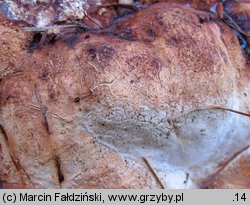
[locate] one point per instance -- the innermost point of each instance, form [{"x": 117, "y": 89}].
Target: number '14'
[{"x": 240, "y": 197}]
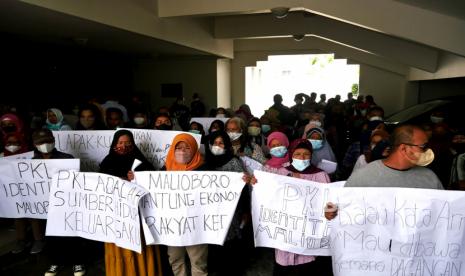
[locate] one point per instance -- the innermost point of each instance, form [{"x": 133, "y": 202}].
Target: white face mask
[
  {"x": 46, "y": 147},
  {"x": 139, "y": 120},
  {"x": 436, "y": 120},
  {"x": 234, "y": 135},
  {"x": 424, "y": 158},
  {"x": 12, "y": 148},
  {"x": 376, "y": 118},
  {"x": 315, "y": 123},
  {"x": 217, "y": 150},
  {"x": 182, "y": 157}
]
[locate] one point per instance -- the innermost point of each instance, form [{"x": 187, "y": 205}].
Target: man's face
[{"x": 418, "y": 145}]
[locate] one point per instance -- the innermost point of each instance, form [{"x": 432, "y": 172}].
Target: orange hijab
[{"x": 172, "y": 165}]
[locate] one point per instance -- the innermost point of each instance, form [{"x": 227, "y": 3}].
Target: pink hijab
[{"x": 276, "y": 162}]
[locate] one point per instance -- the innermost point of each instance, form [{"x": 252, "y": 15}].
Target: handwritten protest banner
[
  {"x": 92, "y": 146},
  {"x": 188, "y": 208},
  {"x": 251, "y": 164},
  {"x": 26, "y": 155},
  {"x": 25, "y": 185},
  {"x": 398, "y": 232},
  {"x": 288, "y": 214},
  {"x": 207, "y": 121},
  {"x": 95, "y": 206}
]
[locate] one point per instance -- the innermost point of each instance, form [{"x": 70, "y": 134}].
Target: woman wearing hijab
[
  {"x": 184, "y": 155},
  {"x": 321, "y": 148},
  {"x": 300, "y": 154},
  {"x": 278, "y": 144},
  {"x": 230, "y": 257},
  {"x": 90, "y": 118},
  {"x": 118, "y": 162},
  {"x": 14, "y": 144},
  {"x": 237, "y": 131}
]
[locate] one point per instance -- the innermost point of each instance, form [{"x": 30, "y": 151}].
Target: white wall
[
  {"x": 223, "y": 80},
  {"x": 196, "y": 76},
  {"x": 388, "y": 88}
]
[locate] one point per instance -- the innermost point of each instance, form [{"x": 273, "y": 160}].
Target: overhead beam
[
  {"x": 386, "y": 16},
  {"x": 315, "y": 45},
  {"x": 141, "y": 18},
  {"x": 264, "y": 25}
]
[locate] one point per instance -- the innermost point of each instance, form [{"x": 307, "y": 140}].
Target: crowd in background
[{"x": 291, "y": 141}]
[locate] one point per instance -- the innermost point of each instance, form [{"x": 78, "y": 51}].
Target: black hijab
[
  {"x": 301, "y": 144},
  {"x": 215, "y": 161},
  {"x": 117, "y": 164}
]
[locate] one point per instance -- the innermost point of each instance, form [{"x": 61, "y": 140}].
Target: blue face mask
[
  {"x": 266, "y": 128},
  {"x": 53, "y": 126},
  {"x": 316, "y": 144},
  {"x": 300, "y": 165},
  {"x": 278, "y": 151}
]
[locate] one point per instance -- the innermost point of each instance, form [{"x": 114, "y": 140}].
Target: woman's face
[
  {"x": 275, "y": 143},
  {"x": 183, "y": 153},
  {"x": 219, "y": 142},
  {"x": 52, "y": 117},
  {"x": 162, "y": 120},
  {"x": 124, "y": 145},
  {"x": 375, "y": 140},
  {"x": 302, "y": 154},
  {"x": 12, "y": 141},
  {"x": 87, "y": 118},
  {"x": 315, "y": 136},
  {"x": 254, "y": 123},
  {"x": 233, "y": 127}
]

------------------------------------------------------------------------

=== EXERCISE PROMPT ===
Exactly as written, return every line of the listing, but not the pictures.

=== REPLY TO THE TASK ===
[locate] one point per instance -- the innermost point of each instance, form [{"x": 117, "y": 89}].
Target: number '14'
[{"x": 240, "y": 197}]
[locate] one point per instance -- the innermost point of each instance, form [{"x": 133, "y": 202}].
Target: white face mask
[
  {"x": 46, "y": 147},
  {"x": 139, "y": 120},
  {"x": 436, "y": 120},
  {"x": 234, "y": 135},
  {"x": 424, "y": 158},
  {"x": 12, "y": 148},
  {"x": 376, "y": 118},
  {"x": 315, "y": 123},
  {"x": 217, "y": 150},
  {"x": 182, "y": 157}
]
[locate] one point per instance -- the innermost point of each instance, form [{"x": 187, "y": 205}].
Target: man's face
[{"x": 418, "y": 145}]
[locate] one point per instance -- the innermost point of each instance, form [{"x": 432, "y": 172}].
Target: orange hijab
[{"x": 172, "y": 165}]
[locate] one point per instance -- the innermost point of each instance, form [{"x": 227, "y": 3}].
Target: pink hijab
[{"x": 276, "y": 162}]
[locate] one point per instance -- the innermost point of each instance, form [{"x": 252, "y": 15}].
Target: handwritten protest banner
[
  {"x": 92, "y": 146},
  {"x": 188, "y": 208},
  {"x": 251, "y": 164},
  {"x": 26, "y": 155},
  {"x": 25, "y": 185},
  {"x": 398, "y": 232},
  {"x": 288, "y": 214},
  {"x": 207, "y": 121},
  {"x": 95, "y": 206}
]
[locate] one point per instance -- the innermost point of each instance, form [{"x": 70, "y": 134}].
Target: woman wearing hijab
[
  {"x": 184, "y": 155},
  {"x": 321, "y": 148},
  {"x": 300, "y": 154},
  {"x": 278, "y": 144},
  {"x": 230, "y": 257},
  {"x": 90, "y": 118},
  {"x": 118, "y": 162},
  {"x": 14, "y": 144},
  {"x": 237, "y": 131}
]
[locate] one point per instance -- the innermost point of each instance, form [{"x": 30, "y": 151}].
Target: white wall
[
  {"x": 223, "y": 80},
  {"x": 196, "y": 76},
  {"x": 388, "y": 88}
]
[locate] one point per instance -- the innermost point of each instance, form [{"x": 273, "y": 160}].
Target: overhead beam
[
  {"x": 386, "y": 16},
  {"x": 315, "y": 45},
  {"x": 141, "y": 18},
  {"x": 264, "y": 25}
]
[locate] one point per instance -- the innermost point of each instance, form [{"x": 307, "y": 140}].
Target: crowd in background
[{"x": 291, "y": 141}]
[locate] one point per instance -- the innermost point of each instance, form [{"x": 78, "y": 51}].
Target: black hijab
[
  {"x": 301, "y": 144},
  {"x": 215, "y": 161},
  {"x": 117, "y": 164}
]
[locate] one point per instance -- the innermost point of each instance, form [{"x": 61, "y": 140}].
Target: blue face mask
[
  {"x": 266, "y": 128},
  {"x": 53, "y": 126},
  {"x": 316, "y": 144},
  {"x": 300, "y": 165},
  {"x": 278, "y": 151}
]
[locate] one point per instance -- the innermost point of each instance, form [{"x": 114, "y": 140}].
Target: woman's face
[
  {"x": 275, "y": 143},
  {"x": 183, "y": 153},
  {"x": 219, "y": 142},
  {"x": 52, "y": 117},
  {"x": 162, "y": 120},
  {"x": 124, "y": 145},
  {"x": 375, "y": 140},
  {"x": 302, "y": 154},
  {"x": 12, "y": 141},
  {"x": 87, "y": 118},
  {"x": 315, "y": 136},
  {"x": 254, "y": 123},
  {"x": 233, "y": 127}
]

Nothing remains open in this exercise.